# Short task:
According to the passage shown about Zephyr configuration bindings, what property suffices to place restrictions on allowable parent nodes?

# Passage shown:
=======
This RFC therefore proposes an alternative naming schema <[vendor,]programming-model>.binding.ya[m]l. Files following this nomenclature MAY be placed anywhere in Zephyr's directory tree. They SHALL be placed as closely to their usage sites as possible, see CT encapsulation naming rules. The vendor part is optional when it is clear from context. Namely inside the Zephyr source tree the zephyr, prefix SHALL be left out, to ensure that files can be placed near to other similarly named files based on the programming model (i.e. API).

Additional Restrictions placed on Tree Structures

Similarly to JSON Schema and YAML Schema, we SHOULD be able to not only validate properties based on compatible strings but to also restrict node names for certain bindings (e.g. channel in ADC or iface, ipv6, etc. for well-defined network configuration nodes).

We SHOULD be able to restrict subnodes to certain parents, e.g. iface SHALL have to be explicitly whitelisted as allowable child node by network peripherals or channel as child node of ADC peripherals possibly including multiplicity in both cases. Therefore the iface and channel bindings SHALL be marked as "whitelist-only" and corresponding network driver nodes will have to include them explicitly in their "subnode-whitelist".

Similarly it SHOULD be possible to place restrictions on allowable parent nodes, e.g. to only let ipv6 or ieee802154 define that they only SHALL be subnodes of iface. This time encapsulation requirements are opposite, therefore it suffices to include a "parent-whitelist" property to such bindings possibly including allowed multiplicity ranges.

Configtree vs. Devicetree vs. Kconfig

Single instance vs. multi instance software component configuration

All software component instance configuration properties SHALL be deprecated in Kconfig and migrated to CT under the above rule sets.
=======
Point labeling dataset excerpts
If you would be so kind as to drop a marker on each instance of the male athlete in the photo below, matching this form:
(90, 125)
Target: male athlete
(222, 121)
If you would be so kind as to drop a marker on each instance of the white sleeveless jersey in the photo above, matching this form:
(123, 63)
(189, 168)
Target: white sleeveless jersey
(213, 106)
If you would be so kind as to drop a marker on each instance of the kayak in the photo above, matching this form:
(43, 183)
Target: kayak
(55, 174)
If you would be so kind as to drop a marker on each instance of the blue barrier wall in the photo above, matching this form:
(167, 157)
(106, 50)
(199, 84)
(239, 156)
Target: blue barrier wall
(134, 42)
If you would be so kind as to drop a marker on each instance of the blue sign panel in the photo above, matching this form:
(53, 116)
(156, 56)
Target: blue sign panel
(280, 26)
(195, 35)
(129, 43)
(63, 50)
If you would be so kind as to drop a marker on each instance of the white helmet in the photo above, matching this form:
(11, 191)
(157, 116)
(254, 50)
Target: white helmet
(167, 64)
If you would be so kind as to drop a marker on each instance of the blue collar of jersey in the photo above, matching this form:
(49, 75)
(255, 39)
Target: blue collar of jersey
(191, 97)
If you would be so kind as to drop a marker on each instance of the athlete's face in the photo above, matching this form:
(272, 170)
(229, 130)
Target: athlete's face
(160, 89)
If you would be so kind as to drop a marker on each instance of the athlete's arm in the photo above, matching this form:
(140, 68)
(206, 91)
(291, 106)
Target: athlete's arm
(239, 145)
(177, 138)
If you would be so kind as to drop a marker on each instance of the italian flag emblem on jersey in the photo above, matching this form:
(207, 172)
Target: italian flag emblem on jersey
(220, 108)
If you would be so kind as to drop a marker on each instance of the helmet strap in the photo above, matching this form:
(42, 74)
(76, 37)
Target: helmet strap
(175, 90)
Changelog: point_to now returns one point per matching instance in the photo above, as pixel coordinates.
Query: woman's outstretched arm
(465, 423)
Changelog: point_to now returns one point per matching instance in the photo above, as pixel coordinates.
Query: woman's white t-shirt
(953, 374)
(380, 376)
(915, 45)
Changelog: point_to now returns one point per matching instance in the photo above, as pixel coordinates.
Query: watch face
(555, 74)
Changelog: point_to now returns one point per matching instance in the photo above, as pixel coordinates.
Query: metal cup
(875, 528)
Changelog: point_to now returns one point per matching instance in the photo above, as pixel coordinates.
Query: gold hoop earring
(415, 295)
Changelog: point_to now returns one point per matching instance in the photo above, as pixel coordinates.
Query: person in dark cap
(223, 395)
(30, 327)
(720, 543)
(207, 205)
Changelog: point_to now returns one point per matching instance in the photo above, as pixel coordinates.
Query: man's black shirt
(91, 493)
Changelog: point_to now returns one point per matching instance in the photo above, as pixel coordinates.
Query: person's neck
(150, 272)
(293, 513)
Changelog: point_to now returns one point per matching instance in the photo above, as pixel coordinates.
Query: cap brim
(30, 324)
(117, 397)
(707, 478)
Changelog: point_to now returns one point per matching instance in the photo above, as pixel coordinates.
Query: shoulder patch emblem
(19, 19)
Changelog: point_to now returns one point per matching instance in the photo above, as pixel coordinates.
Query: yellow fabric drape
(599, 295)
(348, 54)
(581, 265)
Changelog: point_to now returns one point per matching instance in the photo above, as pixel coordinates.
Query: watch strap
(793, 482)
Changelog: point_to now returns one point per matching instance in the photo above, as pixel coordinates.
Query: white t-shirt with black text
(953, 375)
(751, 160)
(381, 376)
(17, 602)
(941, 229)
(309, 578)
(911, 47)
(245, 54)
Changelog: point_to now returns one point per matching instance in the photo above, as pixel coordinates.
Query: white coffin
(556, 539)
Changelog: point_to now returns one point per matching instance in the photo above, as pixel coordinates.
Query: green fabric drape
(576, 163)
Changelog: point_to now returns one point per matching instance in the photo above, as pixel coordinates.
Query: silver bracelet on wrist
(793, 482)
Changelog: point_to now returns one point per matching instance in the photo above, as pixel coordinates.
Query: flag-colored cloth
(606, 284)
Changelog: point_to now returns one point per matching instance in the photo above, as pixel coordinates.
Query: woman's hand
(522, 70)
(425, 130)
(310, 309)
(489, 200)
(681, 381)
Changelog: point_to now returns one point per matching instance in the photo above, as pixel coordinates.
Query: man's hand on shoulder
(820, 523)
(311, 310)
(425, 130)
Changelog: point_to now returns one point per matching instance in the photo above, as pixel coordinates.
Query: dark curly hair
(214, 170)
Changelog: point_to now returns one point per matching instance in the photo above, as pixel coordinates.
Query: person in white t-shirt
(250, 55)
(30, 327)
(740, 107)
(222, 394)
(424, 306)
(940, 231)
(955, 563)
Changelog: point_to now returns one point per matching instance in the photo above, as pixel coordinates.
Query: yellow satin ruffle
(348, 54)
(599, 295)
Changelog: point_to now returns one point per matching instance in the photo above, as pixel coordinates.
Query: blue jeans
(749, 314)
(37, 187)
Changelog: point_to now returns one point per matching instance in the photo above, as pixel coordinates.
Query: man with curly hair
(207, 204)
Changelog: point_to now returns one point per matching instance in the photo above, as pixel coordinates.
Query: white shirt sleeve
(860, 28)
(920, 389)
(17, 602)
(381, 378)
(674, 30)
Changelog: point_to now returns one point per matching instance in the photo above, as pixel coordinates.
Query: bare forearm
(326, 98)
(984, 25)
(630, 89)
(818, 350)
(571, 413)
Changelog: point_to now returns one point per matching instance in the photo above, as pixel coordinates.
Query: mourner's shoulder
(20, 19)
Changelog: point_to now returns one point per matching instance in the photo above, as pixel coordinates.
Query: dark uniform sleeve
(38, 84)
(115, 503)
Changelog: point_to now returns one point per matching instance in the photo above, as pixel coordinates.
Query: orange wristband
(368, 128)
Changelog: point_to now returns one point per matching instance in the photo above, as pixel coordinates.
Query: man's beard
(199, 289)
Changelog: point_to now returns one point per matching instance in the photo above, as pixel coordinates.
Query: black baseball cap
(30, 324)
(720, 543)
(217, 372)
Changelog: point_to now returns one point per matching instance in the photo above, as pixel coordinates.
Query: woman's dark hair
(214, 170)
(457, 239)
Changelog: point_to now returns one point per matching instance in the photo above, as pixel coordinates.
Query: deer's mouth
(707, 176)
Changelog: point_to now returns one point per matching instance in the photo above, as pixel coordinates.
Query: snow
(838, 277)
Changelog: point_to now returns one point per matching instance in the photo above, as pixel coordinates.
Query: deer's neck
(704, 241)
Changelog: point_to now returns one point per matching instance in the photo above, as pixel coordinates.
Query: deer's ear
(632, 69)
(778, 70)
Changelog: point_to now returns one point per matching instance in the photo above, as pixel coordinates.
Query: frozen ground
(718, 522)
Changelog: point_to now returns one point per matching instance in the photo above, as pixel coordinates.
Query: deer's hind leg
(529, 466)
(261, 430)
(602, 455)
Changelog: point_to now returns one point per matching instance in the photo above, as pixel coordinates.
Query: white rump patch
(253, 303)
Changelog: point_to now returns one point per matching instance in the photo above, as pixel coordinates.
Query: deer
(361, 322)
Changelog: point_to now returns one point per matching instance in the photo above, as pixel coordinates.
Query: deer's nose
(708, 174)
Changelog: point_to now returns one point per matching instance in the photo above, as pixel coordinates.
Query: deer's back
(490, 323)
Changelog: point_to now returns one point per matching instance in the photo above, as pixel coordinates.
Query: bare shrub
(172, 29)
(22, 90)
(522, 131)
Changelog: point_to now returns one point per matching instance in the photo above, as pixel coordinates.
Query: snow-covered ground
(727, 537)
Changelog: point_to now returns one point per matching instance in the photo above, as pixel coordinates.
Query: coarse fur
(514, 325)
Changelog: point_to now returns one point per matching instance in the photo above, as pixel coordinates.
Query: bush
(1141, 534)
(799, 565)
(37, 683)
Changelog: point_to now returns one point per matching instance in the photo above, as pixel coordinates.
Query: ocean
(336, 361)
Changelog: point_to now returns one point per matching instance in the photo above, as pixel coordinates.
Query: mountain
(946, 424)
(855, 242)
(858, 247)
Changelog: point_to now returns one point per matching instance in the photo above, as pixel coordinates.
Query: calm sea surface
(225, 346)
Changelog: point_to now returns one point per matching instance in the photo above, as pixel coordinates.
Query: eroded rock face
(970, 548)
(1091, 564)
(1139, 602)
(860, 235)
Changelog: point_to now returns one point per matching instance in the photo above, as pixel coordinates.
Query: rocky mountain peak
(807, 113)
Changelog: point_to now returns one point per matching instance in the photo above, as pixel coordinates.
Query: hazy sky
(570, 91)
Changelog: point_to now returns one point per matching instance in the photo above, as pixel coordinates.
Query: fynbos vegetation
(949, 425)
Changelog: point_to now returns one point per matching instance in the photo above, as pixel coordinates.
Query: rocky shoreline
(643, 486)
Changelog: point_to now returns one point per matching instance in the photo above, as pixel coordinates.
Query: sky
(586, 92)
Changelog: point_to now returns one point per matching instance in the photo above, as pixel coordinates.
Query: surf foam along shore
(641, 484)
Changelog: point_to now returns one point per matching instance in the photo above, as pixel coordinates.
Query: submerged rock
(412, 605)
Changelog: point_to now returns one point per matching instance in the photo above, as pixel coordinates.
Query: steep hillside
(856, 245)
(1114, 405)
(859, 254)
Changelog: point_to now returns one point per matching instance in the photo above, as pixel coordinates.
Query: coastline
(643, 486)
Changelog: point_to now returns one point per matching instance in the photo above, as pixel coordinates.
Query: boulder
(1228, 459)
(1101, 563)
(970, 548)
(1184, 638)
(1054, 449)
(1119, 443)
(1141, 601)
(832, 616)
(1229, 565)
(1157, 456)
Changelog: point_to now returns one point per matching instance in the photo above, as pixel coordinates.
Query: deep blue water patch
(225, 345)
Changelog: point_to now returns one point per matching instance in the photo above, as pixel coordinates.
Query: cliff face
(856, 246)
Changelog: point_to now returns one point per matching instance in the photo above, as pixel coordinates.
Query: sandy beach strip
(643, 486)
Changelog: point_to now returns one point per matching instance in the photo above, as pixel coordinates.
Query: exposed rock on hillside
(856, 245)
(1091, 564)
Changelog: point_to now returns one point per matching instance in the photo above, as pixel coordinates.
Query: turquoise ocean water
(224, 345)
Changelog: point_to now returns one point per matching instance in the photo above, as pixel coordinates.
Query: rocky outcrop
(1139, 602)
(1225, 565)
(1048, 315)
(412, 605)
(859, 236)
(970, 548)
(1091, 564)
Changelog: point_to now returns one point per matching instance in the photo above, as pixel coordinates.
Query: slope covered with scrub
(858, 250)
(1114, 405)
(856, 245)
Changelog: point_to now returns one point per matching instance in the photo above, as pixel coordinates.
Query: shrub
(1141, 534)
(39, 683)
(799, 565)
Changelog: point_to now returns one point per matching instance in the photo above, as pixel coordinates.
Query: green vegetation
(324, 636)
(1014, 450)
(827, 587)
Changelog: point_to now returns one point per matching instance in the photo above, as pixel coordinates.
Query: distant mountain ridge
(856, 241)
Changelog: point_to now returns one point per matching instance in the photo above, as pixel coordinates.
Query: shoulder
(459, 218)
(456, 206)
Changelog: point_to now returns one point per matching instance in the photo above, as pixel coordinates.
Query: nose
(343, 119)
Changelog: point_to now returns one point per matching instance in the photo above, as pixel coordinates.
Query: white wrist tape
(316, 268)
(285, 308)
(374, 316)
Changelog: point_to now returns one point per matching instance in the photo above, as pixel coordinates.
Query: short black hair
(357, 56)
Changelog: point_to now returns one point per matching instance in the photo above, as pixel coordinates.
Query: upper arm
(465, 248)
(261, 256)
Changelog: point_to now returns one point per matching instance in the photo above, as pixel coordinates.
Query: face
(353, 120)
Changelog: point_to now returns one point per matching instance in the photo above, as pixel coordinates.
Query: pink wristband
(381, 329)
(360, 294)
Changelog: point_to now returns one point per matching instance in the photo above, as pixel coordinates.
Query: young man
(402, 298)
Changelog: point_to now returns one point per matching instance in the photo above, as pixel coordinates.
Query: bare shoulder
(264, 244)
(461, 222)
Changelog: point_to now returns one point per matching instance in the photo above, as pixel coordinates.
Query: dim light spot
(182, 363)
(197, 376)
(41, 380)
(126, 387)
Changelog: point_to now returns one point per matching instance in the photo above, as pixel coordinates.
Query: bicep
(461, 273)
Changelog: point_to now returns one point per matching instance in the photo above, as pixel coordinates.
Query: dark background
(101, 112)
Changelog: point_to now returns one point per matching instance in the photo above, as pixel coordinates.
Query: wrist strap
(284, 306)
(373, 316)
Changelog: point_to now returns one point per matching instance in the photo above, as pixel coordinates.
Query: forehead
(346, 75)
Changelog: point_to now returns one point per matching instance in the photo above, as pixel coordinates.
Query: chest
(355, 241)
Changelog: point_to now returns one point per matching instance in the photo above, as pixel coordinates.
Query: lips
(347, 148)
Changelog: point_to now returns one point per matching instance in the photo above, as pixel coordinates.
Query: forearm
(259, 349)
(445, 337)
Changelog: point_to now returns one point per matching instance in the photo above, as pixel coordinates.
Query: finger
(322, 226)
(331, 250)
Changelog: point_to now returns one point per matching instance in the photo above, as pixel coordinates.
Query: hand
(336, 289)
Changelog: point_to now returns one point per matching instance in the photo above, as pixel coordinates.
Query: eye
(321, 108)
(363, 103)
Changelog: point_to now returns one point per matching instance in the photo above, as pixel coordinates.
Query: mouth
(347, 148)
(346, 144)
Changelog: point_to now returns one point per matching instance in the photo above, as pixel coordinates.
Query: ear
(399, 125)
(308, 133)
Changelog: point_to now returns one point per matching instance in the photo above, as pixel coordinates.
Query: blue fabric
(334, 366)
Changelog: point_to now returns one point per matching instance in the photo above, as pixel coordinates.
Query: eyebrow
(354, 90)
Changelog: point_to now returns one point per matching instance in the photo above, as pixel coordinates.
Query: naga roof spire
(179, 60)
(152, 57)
=======
# Response to the task:
A "parent-whitelist" property, possibly including allowed multiplicity ranges.